Document excerpt:
* * * * * * *
Soil damage impacts underground wildlife longer

According to a British study, in soil subject to human impact the restoration is slower organisms living underground than in surface. New perspectives in research are needed to protect biodiversity

by Matteo Cavallito

 

Poor land use produces obvious damage to the entire fauna living there. But subterranean living species – such as invertebrates and bacteria, for example – seem to pay a higher price than their surface peers. The restoration of underground fauna takes more time to return to baseline conditions, That’s the hypothesis suggested by a research published in the journal BMC Ecology and Evolution.

The investigation, by a team of scientists led by Victoria J. Burton, a researcher at Imperial College London, at the same time highlights how the analytical models most commonly used to explain the impact of land-use change on naturally occurring organisms are not always well suited to describe the effects of this phenomenon in the subsurface.

“Land-use is a major driver of changes in biodiversity worldwide, but studies have overwhelmingly focused on above-ground taxa,” the research states. “The effects on soil biodiversity are less well known, despite the importance of soil organisms in ecosystem functioning.”

The study

Analyzing 19,651 assemblages of surface soil and 7,155 samples collected from depth in different areas characterized by different land uses, the researchers analyzed the populations of vertebrates, invertebrates, plants and fungi. The survey looked at areas such as agricultural fields, forests and pastures while also assessing soil characteristics. Finally, the researchers examined territories untouched by humans, where primary or secondary vegetation (the result of natural regeneration following a long period of rest) was present.

The research then assessed trends in the presence of surface and subsurface organisms for each habitat observed.

“We found that land use affects overall abundance differently in soil and above-ground assemblages,” the scientists explain. “The abundance of soil organisms was markedly lower in cropland and plantation habitats than in primary vegetation and pasture. Soil properties influenced the abundance of soil biota in ways that differed among land uses, suggesting they shape both abundance and its response to land use.”

A slower recovery

Although the results are not really surprising, the gap found between different organisms was greater than expected, Victoria Burton said in a note published by the Natural History Museum in London. “It may be that these differences are driven by some groups doing much better in certain habitats than others,” she explained. “So I hope to dig deeper into this in the future to see how different organisms respond.”
* * * * * * *
Activity 1:
Answer these questions about the soil damage article:
(a) In which journal was the research published?
(b) How many samples were collected from depth?
(c) Which institution published the note in which Victoria Burton commented on the results?
Activity 2: Copy the soil damage article word for word from "Poor land use" to "Ecology and Evolution.".
The rows below come from a separate source.

Dataset:
* * * * * * *
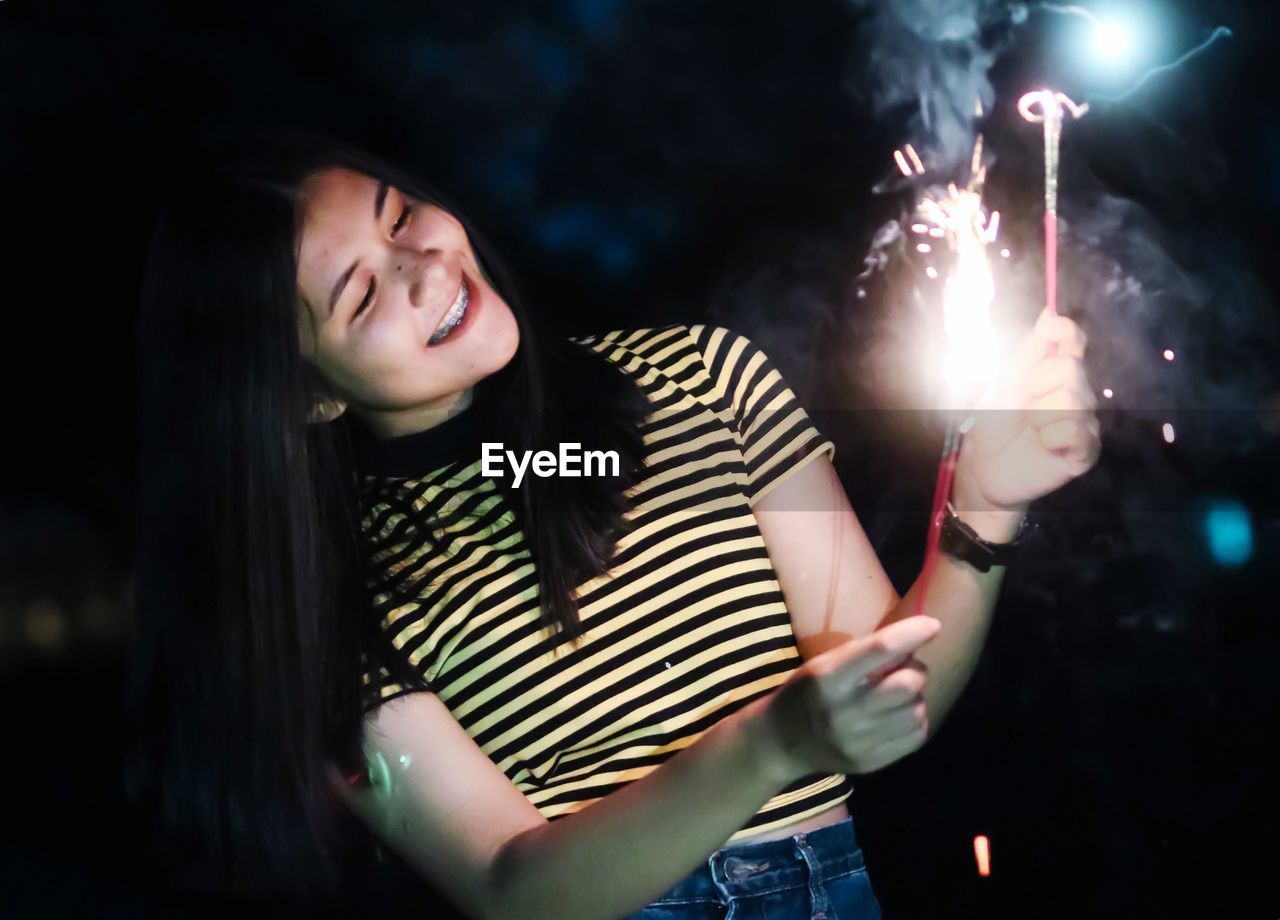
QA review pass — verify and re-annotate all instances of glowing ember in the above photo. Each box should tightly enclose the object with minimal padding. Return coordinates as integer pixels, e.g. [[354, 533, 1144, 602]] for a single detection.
[[973, 834, 991, 878]]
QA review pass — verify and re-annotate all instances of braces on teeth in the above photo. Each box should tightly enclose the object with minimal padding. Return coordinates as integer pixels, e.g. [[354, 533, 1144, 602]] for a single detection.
[[426, 278, 471, 345]]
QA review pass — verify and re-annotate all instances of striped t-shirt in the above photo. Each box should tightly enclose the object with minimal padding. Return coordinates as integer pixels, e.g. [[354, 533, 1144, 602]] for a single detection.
[[362, 325, 851, 841]]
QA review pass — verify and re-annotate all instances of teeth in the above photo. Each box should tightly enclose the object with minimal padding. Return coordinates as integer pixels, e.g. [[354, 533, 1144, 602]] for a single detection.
[[426, 278, 471, 345]]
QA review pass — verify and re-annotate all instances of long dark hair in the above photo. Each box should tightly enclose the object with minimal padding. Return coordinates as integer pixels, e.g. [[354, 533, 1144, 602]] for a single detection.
[[125, 133, 648, 893]]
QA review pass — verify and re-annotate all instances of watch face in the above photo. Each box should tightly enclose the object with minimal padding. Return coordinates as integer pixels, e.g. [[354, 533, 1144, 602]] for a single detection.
[[938, 513, 1004, 572]]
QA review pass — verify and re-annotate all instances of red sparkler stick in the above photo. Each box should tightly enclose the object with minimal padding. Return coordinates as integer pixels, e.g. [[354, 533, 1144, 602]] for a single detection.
[[1018, 90, 1089, 323]]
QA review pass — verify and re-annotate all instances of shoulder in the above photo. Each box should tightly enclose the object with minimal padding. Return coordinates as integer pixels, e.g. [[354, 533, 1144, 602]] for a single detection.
[[570, 322, 763, 380]]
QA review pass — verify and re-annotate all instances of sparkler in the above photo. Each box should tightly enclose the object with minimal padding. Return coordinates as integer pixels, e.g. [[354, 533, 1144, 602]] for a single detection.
[[893, 136, 1000, 614], [1018, 90, 1089, 313]]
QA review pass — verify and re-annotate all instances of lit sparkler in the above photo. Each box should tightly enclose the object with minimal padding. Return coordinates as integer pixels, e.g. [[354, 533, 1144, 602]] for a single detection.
[[1018, 90, 1089, 313], [893, 136, 1000, 614]]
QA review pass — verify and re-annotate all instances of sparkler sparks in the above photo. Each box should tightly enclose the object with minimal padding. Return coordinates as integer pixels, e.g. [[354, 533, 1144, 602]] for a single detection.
[[895, 136, 1000, 614], [973, 834, 991, 878]]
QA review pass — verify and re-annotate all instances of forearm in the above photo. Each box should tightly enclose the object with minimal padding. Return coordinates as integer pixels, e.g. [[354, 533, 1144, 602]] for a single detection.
[[879, 511, 1023, 728], [494, 700, 795, 919]]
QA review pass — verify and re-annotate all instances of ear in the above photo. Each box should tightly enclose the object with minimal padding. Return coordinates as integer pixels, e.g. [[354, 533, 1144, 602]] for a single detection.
[[307, 398, 347, 424]]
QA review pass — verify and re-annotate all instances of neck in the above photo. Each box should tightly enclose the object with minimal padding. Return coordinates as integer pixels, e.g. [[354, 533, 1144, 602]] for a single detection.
[[353, 386, 475, 439]]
* * * * * * *
Exercise answer 1:
(a) BMC Ecology and Evolution
(b) 7,155
(c) The Natural History Museum in London

Exercise answer 2:
Poor land use produces obvious damage to the entire fauna living there. But subterranean living species – such as invertebrates and bacteria, for example – seem to pay a higher price than their surface peers. The restoration of underground fauna takes more time to return to baseline conditions, That’s the hypothesis suggested by a research published in the journal BMC Ecology and Evolution.